→ **Goal**:
Identify every line in the listing below that contains the string "glass", and copy each such line in full. Treat the match as case-sensitive.

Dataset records
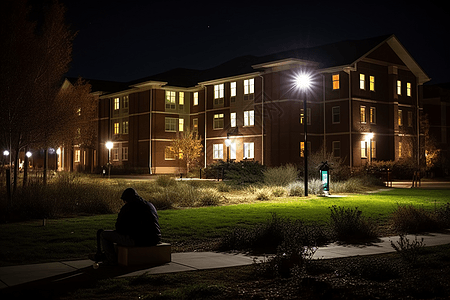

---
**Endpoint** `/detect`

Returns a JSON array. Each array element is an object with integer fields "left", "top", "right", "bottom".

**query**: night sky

[{"left": 60, "top": 0, "right": 450, "bottom": 83}]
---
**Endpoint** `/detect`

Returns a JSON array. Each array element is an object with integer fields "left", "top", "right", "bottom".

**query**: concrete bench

[{"left": 117, "top": 243, "right": 172, "bottom": 266}]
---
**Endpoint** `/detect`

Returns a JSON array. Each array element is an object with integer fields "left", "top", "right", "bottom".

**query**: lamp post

[
  {"left": 295, "top": 74, "right": 311, "bottom": 197},
  {"left": 105, "top": 141, "right": 114, "bottom": 179},
  {"left": 366, "top": 132, "right": 373, "bottom": 165},
  {"left": 225, "top": 133, "right": 231, "bottom": 163}
]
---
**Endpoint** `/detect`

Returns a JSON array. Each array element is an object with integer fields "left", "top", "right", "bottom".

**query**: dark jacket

[{"left": 116, "top": 188, "right": 161, "bottom": 246}]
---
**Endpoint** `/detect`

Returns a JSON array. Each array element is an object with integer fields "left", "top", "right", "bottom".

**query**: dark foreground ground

[{"left": 0, "top": 244, "right": 450, "bottom": 299}]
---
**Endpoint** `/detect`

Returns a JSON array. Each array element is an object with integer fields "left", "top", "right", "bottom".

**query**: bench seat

[{"left": 117, "top": 243, "right": 172, "bottom": 266}]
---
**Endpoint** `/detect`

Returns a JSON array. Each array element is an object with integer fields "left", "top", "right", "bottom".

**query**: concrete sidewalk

[{"left": 0, "top": 232, "right": 450, "bottom": 289}]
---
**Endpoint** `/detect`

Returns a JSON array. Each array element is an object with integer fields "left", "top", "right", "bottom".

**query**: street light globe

[
  {"left": 295, "top": 74, "right": 311, "bottom": 90},
  {"left": 105, "top": 141, "right": 113, "bottom": 150}
]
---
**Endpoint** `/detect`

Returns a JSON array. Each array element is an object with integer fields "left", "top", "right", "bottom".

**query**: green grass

[{"left": 0, "top": 189, "right": 450, "bottom": 266}]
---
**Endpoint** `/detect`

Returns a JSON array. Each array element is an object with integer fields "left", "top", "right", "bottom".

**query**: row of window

[{"left": 332, "top": 74, "right": 412, "bottom": 97}]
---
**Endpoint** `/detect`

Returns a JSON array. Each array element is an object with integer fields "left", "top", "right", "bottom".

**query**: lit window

[
  {"left": 178, "top": 92, "right": 184, "bottom": 109},
  {"left": 166, "top": 91, "right": 176, "bottom": 109},
  {"left": 194, "top": 92, "right": 198, "bottom": 105},
  {"left": 122, "top": 147, "right": 128, "bottom": 160},
  {"left": 230, "top": 113, "right": 236, "bottom": 127},
  {"left": 122, "top": 121, "right": 128, "bottom": 134},
  {"left": 123, "top": 95, "right": 130, "bottom": 108},
  {"left": 408, "top": 111, "right": 412, "bottom": 127},
  {"left": 244, "top": 78, "right": 255, "bottom": 100},
  {"left": 244, "top": 143, "right": 255, "bottom": 159},
  {"left": 332, "top": 141, "right": 341, "bottom": 157},
  {"left": 192, "top": 118, "right": 198, "bottom": 134},
  {"left": 214, "top": 83, "right": 224, "bottom": 105},
  {"left": 359, "top": 105, "right": 366, "bottom": 123},
  {"left": 369, "top": 107, "right": 377, "bottom": 124},
  {"left": 165, "top": 117, "right": 178, "bottom": 132},
  {"left": 213, "top": 114, "right": 223, "bottom": 129},
  {"left": 230, "top": 142, "right": 236, "bottom": 159},
  {"left": 300, "top": 107, "right": 311, "bottom": 125},
  {"left": 213, "top": 144, "right": 223, "bottom": 159},
  {"left": 370, "top": 140, "right": 377, "bottom": 158},
  {"left": 74, "top": 150, "right": 81, "bottom": 162},
  {"left": 359, "top": 74, "right": 366, "bottom": 90},
  {"left": 361, "top": 141, "right": 367, "bottom": 158},
  {"left": 230, "top": 81, "right": 236, "bottom": 102},
  {"left": 332, "top": 106, "right": 341, "bottom": 124},
  {"left": 164, "top": 146, "right": 176, "bottom": 160},
  {"left": 333, "top": 74, "right": 339, "bottom": 90},
  {"left": 244, "top": 110, "right": 255, "bottom": 126},
  {"left": 111, "top": 148, "right": 119, "bottom": 161}
]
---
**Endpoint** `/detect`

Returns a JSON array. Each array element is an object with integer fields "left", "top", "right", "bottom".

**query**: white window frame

[
  {"left": 164, "top": 117, "right": 179, "bottom": 132},
  {"left": 332, "top": 141, "right": 341, "bottom": 157},
  {"left": 213, "top": 144, "right": 223, "bottom": 159},
  {"left": 166, "top": 91, "right": 177, "bottom": 110},
  {"left": 244, "top": 143, "right": 255, "bottom": 159},
  {"left": 213, "top": 114, "right": 223, "bottom": 129},
  {"left": 244, "top": 110, "right": 255, "bottom": 126},
  {"left": 230, "top": 112, "right": 237, "bottom": 127},
  {"left": 193, "top": 92, "right": 198, "bottom": 106},
  {"left": 122, "top": 147, "right": 128, "bottom": 161},
  {"left": 331, "top": 106, "right": 341, "bottom": 124}
]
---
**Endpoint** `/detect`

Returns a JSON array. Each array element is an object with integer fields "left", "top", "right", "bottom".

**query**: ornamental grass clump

[{"left": 329, "top": 205, "right": 378, "bottom": 242}]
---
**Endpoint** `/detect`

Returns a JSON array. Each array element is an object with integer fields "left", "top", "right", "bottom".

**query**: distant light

[
  {"left": 295, "top": 74, "right": 311, "bottom": 90},
  {"left": 366, "top": 132, "right": 373, "bottom": 141},
  {"left": 105, "top": 141, "right": 114, "bottom": 150}
]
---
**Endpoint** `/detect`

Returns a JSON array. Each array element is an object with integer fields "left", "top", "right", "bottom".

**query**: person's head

[{"left": 120, "top": 188, "right": 139, "bottom": 202}]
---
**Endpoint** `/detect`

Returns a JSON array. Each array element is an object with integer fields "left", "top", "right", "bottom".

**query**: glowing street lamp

[
  {"left": 365, "top": 132, "right": 373, "bottom": 164},
  {"left": 295, "top": 73, "right": 311, "bottom": 197},
  {"left": 225, "top": 133, "right": 231, "bottom": 162},
  {"left": 105, "top": 141, "right": 114, "bottom": 178}
]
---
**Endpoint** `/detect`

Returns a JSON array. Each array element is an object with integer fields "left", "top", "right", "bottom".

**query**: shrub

[
  {"left": 263, "top": 164, "right": 298, "bottom": 186},
  {"left": 205, "top": 160, "right": 265, "bottom": 184},
  {"left": 390, "top": 204, "right": 440, "bottom": 233},
  {"left": 329, "top": 205, "right": 377, "bottom": 242},
  {"left": 286, "top": 181, "right": 305, "bottom": 197},
  {"left": 156, "top": 175, "right": 177, "bottom": 187}
]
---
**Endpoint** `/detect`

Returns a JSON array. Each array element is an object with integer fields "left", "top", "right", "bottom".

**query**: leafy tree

[
  {"left": 0, "top": 0, "right": 75, "bottom": 188},
  {"left": 171, "top": 129, "right": 203, "bottom": 173}
]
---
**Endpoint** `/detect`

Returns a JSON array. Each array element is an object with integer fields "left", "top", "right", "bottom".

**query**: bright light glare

[
  {"left": 295, "top": 74, "right": 311, "bottom": 89},
  {"left": 366, "top": 132, "right": 373, "bottom": 141},
  {"left": 105, "top": 142, "right": 113, "bottom": 150}
]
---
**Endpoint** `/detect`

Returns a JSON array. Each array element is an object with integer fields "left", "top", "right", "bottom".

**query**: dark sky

[{"left": 60, "top": 0, "right": 450, "bottom": 83}]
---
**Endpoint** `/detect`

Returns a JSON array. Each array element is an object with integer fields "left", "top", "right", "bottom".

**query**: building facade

[{"left": 66, "top": 36, "right": 430, "bottom": 174}]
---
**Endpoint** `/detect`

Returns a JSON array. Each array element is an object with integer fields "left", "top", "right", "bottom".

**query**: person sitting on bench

[{"left": 93, "top": 188, "right": 161, "bottom": 265}]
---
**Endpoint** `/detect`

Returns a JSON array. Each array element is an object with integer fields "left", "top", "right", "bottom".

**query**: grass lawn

[{"left": 0, "top": 189, "right": 450, "bottom": 266}]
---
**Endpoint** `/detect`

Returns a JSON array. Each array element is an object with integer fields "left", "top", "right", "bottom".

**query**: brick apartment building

[{"left": 63, "top": 35, "right": 430, "bottom": 174}]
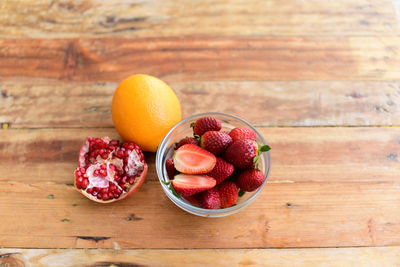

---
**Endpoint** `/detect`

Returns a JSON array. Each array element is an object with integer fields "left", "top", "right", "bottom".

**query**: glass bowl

[{"left": 156, "top": 112, "right": 271, "bottom": 217}]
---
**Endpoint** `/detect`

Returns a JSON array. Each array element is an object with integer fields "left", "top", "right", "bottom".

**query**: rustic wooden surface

[{"left": 0, "top": 0, "right": 400, "bottom": 266}]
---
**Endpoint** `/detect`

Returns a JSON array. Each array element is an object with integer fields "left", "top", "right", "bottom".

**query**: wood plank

[
  {"left": 0, "top": 79, "right": 400, "bottom": 128},
  {"left": 0, "top": 181, "right": 400, "bottom": 249},
  {"left": 0, "top": 247, "right": 400, "bottom": 267},
  {"left": 0, "top": 36, "right": 400, "bottom": 82},
  {"left": 0, "top": 0, "right": 399, "bottom": 38},
  {"left": 0, "top": 127, "right": 400, "bottom": 184}
]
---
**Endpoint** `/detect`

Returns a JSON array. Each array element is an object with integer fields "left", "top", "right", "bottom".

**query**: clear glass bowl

[{"left": 156, "top": 112, "right": 271, "bottom": 217}]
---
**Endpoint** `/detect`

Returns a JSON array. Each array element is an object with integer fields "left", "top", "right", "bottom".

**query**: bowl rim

[{"left": 155, "top": 112, "right": 272, "bottom": 217}]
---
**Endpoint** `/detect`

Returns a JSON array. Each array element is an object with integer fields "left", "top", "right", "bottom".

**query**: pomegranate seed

[
  {"left": 74, "top": 137, "right": 145, "bottom": 202},
  {"left": 99, "top": 187, "right": 108, "bottom": 194},
  {"left": 110, "top": 140, "right": 119, "bottom": 146},
  {"left": 115, "top": 150, "right": 125, "bottom": 158},
  {"left": 128, "top": 177, "right": 135, "bottom": 184},
  {"left": 82, "top": 179, "right": 89, "bottom": 189},
  {"left": 109, "top": 184, "right": 117, "bottom": 192}
]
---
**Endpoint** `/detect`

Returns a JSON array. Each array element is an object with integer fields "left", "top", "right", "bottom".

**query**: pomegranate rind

[
  {"left": 74, "top": 137, "right": 148, "bottom": 203},
  {"left": 74, "top": 163, "right": 148, "bottom": 203}
]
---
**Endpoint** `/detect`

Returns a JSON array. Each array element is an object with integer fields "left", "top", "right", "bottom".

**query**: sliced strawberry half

[
  {"left": 173, "top": 144, "right": 217, "bottom": 174},
  {"left": 172, "top": 174, "right": 217, "bottom": 197}
]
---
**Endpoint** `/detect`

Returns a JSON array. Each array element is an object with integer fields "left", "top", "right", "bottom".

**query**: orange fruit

[{"left": 111, "top": 74, "right": 182, "bottom": 152}]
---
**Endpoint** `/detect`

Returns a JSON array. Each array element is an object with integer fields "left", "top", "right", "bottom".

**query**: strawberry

[
  {"left": 200, "top": 131, "right": 232, "bottom": 155},
  {"left": 172, "top": 144, "right": 217, "bottom": 174},
  {"left": 217, "top": 181, "right": 239, "bottom": 208},
  {"left": 165, "top": 158, "right": 176, "bottom": 180},
  {"left": 207, "top": 158, "right": 235, "bottom": 184},
  {"left": 195, "top": 188, "right": 221, "bottom": 209},
  {"left": 229, "top": 128, "right": 257, "bottom": 141},
  {"left": 236, "top": 169, "right": 265, "bottom": 192},
  {"left": 175, "top": 137, "right": 199, "bottom": 149},
  {"left": 193, "top": 117, "right": 221, "bottom": 136},
  {"left": 172, "top": 174, "right": 217, "bottom": 197},
  {"left": 185, "top": 196, "right": 202, "bottom": 206},
  {"left": 224, "top": 139, "right": 271, "bottom": 169}
]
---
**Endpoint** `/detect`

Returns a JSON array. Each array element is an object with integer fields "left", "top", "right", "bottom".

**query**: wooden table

[{"left": 0, "top": 0, "right": 400, "bottom": 266}]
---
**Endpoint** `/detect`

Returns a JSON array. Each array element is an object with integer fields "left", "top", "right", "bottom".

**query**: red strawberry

[
  {"left": 185, "top": 196, "right": 199, "bottom": 206},
  {"left": 172, "top": 174, "right": 217, "bottom": 197},
  {"left": 195, "top": 188, "right": 221, "bottom": 209},
  {"left": 217, "top": 181, "right": 239, "bottom": 208},
  {"left": 200, "top": 131, "right": 232, "bottom": 155},
  {"left": 224, "top": 139, "right": 258, "bottom": 169},
  {"left": 229, "top": 128, "right": 257, "bottom": 141},
  {"left": 173, "top": 144, "right": 217, "bottom": 174},
  {"left": 236, "top": 169, "right": 265, "bottom": 192},
  {"left": 165, "top": 158, "right": 176, "bottom": 180},
  {"left": 193, "top": 117, "right": 221, "bottom": 136},
  {"left": 207, "top": 158, "right": 235, "bottom": 184},
  {"left": 175, "top": 137, "right": 199, "bottom": 149}
]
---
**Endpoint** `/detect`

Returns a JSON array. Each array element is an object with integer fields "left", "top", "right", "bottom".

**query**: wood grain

[
  {"left": 0, "top": 0, "right": 399, "bottom": 38},
  {"left": 0, "top": 36, "right": 400, "bottom": 82},
  {"left": 0, "top": 127, "right": 400, "bottom": 248},
  {"left": 0, "top": 127, "right": 400, "bottom": 184},
  {"left": 0, "top": 181, "right": 400, "bottom": 248},
  {"left": 0, "top": 79, "right": 400, "bottom": 129},
  {"left": 0, "top": 247, "right": 400, "bottom": 267}
]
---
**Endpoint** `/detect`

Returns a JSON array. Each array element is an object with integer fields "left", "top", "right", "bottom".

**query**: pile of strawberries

[{"left": 166, "top": 117, "right": 270, "bottom": 209}]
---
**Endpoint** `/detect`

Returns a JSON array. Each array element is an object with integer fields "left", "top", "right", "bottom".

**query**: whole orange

[{"left": 111, "top": 74, "right": 182, "bottom": 152}]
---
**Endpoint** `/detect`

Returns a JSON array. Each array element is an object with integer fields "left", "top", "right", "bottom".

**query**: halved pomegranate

[{"left": 74, "top": 137, "right": 148, "bottom": 203}]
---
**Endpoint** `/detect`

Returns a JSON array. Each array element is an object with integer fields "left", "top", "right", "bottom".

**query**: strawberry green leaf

[
  {"left": 253, "top": 155, "right": 260, "bottom": 163},
  {"left": 259, "top": 145, "right": 271, "bottom": 152},
  {"left": 193, "top": 134, "right": 200, "bottom": 142}
]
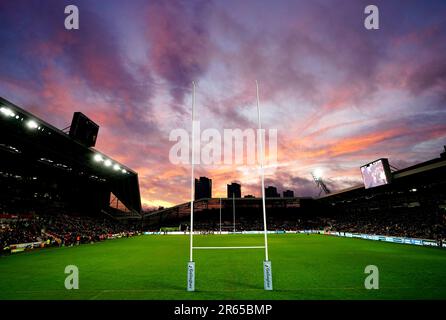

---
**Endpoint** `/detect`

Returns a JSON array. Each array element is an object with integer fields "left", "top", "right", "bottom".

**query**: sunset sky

[{"left": 0, "top": 0, "right": 446, "bottom": 207}]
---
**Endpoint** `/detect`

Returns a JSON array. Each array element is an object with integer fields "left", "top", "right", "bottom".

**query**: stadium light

[
  {"left": 313, "top": 168, "right": 322, "bottom": 180},
  {"left": 93, "top": 153, "right": 104, "bottom": 162},
  {"left": 26, "top": 120, "right": 39, "bottom": 130},
  {"left": 104, "top": 159, "right": 112, "bottom": 167},
  {"left": 0, "top": 107, "right": 15, "bottom": 117}
]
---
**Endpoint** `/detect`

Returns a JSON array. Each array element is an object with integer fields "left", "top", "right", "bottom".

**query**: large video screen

[{"left": 361, "top": 159, "right": 390, "bottom": 189}]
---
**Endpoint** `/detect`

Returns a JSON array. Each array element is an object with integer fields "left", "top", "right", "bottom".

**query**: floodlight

[
  {"left": 26, "top": 120, "right": 39, "bottom": 130},
  {"left": 313, "top": 168, "right": 322, "bottom": 180},
  {"left": 0, "top": 107, "right": 15, "bottom": 117},
  {"left": 94, "top": 153, "right": 104, "bottom": 162}
]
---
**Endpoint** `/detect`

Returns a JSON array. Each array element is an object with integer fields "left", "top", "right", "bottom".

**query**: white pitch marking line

[{"left": 193, "top": 246, "right": 265, "bottom": 250}]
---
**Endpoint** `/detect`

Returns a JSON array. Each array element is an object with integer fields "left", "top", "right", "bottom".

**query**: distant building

[
  {"left": 265, "top": 186, "right": 280, "bottom": 198},
  {"left": 228, "top": 182, "right": 242, "bottom": 198},
  {"left": 195, "top": 177, "right": 212, "bottom": 200},
  {"left": 283, "top": 190, "right": 294, "bottom": 198}
]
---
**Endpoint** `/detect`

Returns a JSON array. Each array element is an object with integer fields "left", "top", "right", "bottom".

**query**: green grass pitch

[{"left": 0, "top": 234, "right": 446, "bottom": 300}]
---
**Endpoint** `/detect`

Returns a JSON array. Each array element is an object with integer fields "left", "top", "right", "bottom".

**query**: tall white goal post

[{"left": 187, "top": 80, "right": 273, "bottom": 291}]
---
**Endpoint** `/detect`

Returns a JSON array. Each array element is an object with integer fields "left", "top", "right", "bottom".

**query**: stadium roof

[
  {"left": 0, "top": 97, "right": 141, "bottom": 213},
  {"left": 320, "top": 153, "right": 446, "bottom": 199}
]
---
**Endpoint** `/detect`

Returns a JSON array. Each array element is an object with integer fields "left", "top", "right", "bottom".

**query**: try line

[{"left": 193, "top": 246, "right": 265, "bottom": 250}]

→ **The result**:
**query**: glass bowl
**query**: clear glass bowl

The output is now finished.